▶ [EXERCISE]
Scale the part that opens with the line containing "A single marker falls on each instance of the red hair" and closes with the line containing "A single marker falls on each instance of the black", both ends included, by rewriting every line in it, requests too, with each x and y coordinate in the answers multiplied by 2.45 and rounded to a whole number, halves going up. Return only those lines.

▶ [RECORD EXCERPTS]
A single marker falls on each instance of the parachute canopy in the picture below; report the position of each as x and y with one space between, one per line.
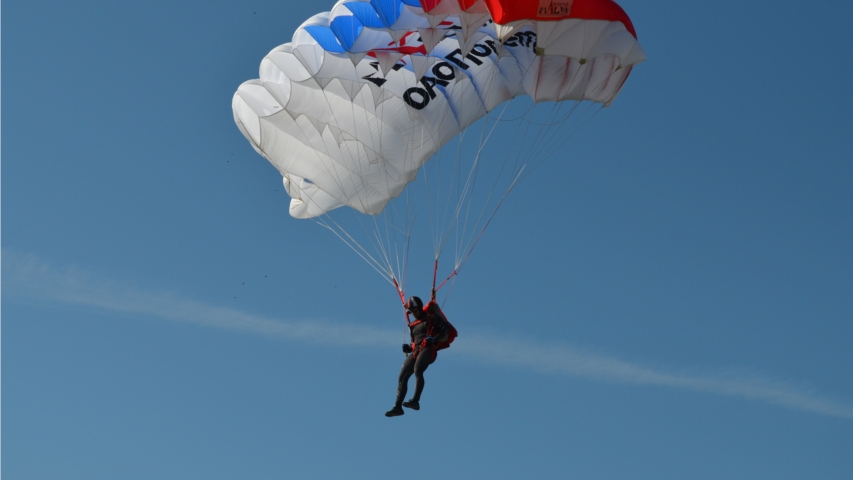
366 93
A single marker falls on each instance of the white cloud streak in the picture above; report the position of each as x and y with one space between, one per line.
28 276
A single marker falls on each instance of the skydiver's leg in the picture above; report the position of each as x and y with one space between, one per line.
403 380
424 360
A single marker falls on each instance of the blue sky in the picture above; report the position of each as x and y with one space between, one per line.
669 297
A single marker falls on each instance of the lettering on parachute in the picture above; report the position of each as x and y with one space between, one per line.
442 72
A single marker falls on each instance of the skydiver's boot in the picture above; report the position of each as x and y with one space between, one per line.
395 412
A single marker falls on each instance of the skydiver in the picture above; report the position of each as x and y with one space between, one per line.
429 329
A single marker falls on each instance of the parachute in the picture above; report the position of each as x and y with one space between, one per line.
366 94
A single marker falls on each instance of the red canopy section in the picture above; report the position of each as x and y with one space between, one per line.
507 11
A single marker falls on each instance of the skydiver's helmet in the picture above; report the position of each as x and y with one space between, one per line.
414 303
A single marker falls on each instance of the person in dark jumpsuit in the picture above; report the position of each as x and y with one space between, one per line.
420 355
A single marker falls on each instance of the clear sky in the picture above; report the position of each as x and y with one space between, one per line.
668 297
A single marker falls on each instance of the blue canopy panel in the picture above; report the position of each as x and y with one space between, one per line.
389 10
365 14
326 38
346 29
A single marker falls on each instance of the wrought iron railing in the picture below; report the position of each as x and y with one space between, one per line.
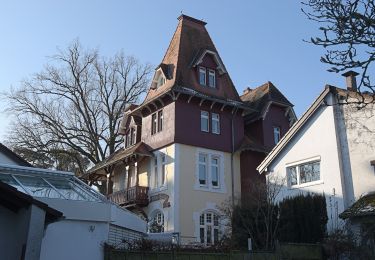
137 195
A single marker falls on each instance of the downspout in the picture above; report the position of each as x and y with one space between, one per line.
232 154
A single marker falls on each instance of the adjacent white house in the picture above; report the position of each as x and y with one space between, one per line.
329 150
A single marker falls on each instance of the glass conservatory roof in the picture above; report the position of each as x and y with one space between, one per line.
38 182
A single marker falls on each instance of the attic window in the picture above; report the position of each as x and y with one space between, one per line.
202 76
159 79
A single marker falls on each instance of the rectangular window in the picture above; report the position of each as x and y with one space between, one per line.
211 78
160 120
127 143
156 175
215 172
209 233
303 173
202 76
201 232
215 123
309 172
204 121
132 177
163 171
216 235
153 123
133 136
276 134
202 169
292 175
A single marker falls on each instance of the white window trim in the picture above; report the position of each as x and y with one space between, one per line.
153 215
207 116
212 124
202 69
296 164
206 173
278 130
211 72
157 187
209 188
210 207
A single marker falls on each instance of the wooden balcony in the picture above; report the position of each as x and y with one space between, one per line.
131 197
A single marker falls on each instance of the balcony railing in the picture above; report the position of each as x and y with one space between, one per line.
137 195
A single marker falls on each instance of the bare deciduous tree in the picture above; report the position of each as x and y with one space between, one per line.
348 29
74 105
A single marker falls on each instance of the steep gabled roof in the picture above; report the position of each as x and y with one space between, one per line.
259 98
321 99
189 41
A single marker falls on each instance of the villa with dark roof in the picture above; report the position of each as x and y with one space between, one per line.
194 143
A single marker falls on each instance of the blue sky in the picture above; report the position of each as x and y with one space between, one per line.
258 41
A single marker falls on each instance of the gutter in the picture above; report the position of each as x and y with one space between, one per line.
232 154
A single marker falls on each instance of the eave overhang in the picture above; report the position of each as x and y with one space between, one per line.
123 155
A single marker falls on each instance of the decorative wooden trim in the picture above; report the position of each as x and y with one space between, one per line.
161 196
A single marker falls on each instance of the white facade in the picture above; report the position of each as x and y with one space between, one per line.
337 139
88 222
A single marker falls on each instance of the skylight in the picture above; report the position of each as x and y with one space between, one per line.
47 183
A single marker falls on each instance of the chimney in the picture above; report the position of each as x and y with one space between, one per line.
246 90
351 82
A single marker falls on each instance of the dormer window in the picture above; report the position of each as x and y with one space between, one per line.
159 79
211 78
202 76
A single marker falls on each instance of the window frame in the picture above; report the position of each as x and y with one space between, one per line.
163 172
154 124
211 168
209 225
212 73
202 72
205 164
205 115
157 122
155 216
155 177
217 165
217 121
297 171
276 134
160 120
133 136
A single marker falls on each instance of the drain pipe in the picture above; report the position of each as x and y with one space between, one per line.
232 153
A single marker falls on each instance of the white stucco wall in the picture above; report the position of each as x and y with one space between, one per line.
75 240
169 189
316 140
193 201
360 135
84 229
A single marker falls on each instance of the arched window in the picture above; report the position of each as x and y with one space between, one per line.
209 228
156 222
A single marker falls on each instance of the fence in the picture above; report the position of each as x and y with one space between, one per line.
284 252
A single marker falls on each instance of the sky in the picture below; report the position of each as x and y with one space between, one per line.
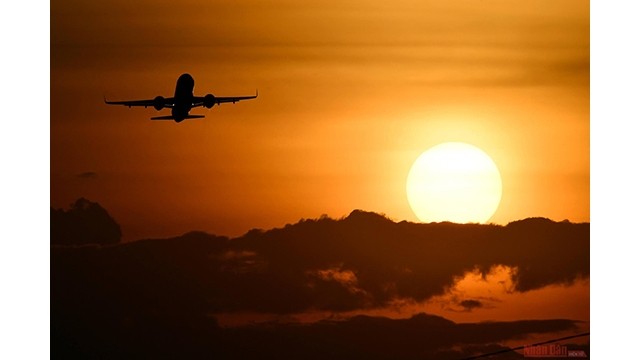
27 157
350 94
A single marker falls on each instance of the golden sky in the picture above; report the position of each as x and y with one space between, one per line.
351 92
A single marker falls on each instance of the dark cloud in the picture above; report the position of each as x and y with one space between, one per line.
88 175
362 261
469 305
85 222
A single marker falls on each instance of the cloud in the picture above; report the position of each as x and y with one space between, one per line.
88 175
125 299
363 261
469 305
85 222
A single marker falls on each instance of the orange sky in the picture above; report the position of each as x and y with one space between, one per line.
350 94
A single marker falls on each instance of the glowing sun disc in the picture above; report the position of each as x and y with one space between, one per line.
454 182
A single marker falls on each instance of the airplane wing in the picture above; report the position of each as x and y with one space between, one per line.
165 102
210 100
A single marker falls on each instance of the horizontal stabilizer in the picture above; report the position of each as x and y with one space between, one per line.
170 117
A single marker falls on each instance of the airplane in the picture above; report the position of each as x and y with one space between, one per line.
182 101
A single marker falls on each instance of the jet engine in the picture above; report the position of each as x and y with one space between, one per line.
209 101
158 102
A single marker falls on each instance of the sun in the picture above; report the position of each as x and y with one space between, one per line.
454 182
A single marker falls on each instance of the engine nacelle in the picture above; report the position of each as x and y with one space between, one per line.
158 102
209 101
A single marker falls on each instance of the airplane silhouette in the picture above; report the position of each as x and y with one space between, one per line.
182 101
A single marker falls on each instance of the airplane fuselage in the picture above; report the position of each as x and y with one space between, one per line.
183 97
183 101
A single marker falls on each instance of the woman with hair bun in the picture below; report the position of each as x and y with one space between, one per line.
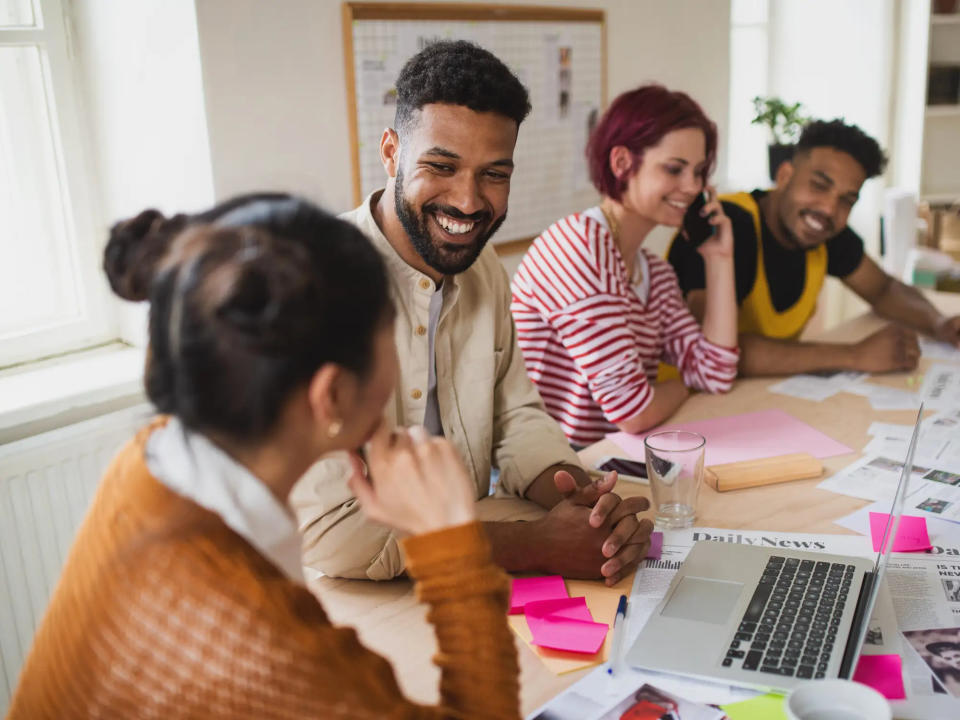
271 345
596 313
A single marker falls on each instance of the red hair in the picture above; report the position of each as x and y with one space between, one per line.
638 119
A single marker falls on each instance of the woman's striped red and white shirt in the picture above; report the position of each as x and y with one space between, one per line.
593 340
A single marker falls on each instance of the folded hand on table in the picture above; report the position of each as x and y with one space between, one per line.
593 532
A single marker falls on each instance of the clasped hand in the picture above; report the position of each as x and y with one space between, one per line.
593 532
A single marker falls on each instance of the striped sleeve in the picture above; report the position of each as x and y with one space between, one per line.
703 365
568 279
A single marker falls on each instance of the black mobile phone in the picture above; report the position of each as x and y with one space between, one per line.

...

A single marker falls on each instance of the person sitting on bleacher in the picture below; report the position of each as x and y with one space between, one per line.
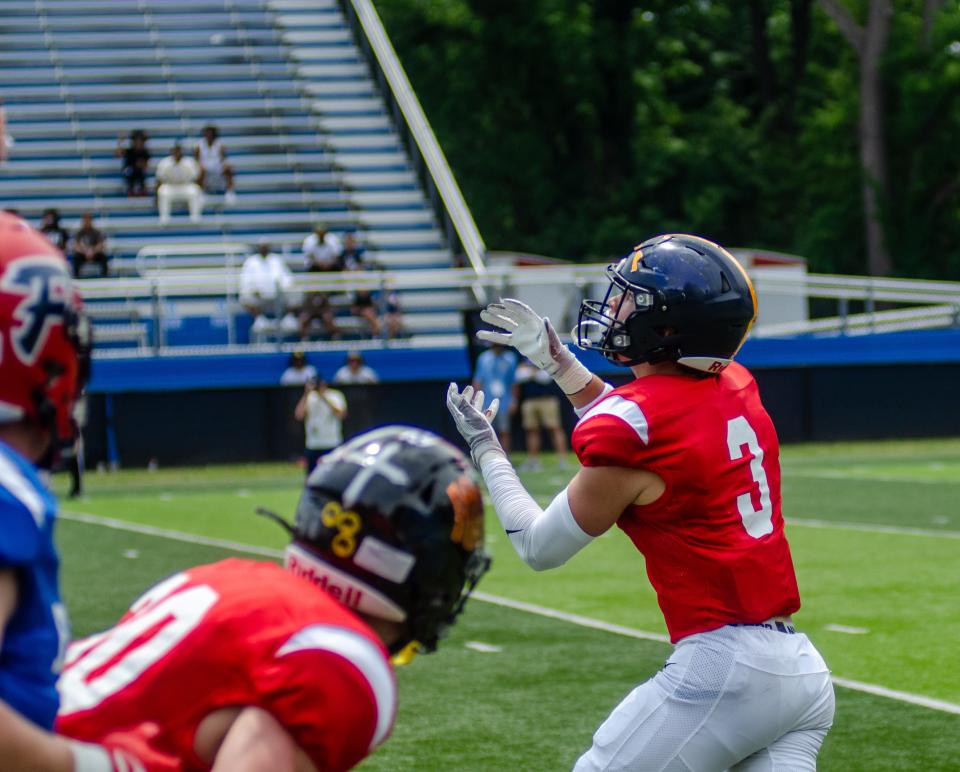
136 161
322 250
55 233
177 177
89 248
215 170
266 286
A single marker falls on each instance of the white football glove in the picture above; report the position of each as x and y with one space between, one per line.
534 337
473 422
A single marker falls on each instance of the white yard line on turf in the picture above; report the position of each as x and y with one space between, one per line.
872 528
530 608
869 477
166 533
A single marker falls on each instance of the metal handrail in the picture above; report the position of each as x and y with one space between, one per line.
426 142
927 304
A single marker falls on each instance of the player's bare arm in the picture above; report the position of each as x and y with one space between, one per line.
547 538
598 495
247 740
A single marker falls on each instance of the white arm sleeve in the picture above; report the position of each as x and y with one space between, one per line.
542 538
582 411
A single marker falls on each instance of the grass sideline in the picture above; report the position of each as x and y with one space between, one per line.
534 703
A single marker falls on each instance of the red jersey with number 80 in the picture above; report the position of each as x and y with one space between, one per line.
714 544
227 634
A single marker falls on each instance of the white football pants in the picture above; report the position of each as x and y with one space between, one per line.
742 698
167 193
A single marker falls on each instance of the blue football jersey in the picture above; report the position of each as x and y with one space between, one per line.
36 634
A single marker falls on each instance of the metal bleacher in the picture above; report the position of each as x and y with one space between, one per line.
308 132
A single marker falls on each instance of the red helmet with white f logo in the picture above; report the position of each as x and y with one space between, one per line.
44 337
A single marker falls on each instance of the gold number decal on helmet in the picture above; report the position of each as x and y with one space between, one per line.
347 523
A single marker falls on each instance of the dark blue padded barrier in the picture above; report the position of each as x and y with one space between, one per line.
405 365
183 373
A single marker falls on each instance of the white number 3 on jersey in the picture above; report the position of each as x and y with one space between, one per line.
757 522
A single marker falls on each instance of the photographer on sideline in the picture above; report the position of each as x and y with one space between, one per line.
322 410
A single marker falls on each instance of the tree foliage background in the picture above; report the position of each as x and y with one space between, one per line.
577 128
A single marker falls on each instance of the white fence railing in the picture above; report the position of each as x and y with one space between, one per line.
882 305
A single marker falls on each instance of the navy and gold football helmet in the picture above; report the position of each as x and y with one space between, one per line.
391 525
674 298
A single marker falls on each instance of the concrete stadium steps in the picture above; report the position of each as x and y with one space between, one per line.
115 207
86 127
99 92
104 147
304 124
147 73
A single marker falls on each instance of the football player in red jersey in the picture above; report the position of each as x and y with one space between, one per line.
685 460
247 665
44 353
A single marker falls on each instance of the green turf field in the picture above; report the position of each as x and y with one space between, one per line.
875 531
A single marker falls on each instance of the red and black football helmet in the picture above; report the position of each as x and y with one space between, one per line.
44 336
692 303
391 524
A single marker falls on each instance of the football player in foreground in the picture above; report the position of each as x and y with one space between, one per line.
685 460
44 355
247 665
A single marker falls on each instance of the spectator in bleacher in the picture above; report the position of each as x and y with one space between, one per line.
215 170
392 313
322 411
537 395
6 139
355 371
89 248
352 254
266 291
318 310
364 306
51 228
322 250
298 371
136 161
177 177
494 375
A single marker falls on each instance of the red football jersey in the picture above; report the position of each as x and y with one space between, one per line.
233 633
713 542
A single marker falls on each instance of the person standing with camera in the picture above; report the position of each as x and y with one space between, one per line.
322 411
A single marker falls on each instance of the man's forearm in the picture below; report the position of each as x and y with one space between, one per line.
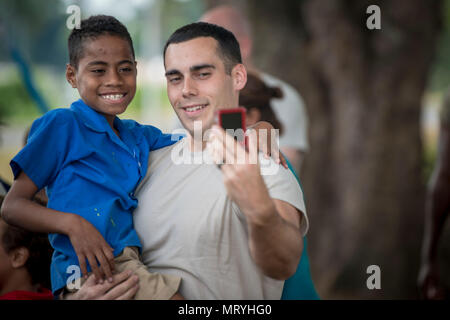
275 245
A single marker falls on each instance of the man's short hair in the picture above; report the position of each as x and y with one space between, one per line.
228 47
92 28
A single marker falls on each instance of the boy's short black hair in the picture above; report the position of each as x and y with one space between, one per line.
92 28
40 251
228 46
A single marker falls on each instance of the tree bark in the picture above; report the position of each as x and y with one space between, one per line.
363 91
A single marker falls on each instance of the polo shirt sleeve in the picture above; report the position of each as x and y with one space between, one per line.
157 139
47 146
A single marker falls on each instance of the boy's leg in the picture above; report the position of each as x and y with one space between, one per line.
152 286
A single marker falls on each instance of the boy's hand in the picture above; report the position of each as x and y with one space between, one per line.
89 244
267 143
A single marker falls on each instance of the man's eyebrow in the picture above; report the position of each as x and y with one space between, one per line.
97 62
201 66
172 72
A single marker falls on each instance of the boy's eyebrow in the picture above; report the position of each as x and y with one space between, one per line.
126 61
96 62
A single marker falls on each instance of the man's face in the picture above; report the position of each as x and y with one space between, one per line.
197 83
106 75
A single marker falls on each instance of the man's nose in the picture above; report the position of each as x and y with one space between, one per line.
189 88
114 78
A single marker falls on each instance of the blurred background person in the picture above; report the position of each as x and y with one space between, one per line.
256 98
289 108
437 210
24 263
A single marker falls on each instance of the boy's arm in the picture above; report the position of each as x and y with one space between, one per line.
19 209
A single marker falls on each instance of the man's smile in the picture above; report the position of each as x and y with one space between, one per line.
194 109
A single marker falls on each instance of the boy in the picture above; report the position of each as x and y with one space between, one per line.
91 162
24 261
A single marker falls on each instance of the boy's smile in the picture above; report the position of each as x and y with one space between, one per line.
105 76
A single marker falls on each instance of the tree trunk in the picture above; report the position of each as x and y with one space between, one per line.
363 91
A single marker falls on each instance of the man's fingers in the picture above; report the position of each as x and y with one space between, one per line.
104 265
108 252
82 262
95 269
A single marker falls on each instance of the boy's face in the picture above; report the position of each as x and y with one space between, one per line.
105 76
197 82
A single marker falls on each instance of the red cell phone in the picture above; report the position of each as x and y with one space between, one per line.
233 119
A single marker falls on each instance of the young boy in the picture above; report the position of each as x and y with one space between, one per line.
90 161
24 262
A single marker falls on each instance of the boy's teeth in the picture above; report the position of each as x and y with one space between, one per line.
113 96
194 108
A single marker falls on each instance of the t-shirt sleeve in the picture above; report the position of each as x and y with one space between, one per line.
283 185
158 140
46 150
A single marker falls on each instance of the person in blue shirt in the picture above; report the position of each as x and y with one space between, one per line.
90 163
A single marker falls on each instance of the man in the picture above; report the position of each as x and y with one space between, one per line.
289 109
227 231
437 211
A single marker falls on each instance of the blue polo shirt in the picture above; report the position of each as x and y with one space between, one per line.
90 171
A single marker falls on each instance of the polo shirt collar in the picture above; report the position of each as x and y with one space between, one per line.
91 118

* * *

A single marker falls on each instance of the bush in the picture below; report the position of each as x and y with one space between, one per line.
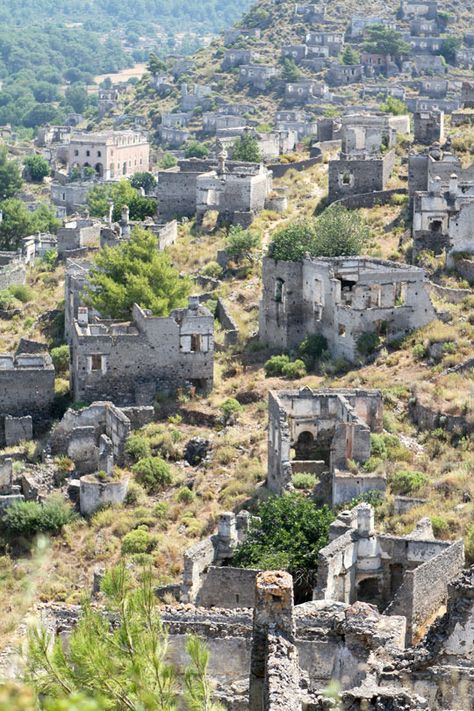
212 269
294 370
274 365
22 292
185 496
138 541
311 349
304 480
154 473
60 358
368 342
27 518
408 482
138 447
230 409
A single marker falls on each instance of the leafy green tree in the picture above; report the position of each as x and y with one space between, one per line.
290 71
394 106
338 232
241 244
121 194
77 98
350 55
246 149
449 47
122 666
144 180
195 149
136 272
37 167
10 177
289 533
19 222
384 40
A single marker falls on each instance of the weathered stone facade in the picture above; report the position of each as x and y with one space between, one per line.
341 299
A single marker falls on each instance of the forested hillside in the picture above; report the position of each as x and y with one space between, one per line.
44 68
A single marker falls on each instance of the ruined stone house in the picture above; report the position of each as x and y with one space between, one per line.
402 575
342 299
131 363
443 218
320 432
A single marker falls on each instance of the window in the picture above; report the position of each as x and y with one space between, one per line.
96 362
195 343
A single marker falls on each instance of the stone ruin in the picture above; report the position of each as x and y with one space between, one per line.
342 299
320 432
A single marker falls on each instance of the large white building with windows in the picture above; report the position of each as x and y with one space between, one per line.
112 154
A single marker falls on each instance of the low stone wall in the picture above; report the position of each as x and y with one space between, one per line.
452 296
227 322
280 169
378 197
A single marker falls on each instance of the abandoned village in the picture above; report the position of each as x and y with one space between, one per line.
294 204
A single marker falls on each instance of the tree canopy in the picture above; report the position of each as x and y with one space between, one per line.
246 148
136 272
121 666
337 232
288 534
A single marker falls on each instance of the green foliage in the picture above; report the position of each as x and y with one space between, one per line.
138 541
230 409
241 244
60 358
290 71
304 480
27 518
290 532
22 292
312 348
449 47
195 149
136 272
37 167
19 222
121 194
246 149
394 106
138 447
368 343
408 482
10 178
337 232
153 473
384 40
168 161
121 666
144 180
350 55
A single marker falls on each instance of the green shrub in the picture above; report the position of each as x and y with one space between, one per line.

▶ [RESULT OF THE TASK]
A single marker falls on each instance of the red hair in the picture above; report the position of each as x and y with one space between, one per line.
1563 292
A single marker falls on each instance of the woman's striped red and white shirt in the picture above; report the position of each as x and y with one space between, one per line.
1453 833
A single marker falls on each instance of the folded hand on table in the picture above; report the position of each as x and y with one space between, one per line.
1453 1303
A single marker falls on each instance of the clasped hand in the picture above; report the position of each as x and y with one space between, one per line.
1453 1303
A single marker falls on each instance of the striped sleeve in the picture above; report the position of each as x and y with one space between, one per line.
1722 894
1392 684
A single marker falls on each instance of the black mobile phone in the picture above; report the position of each as x and y with one space between, one per line.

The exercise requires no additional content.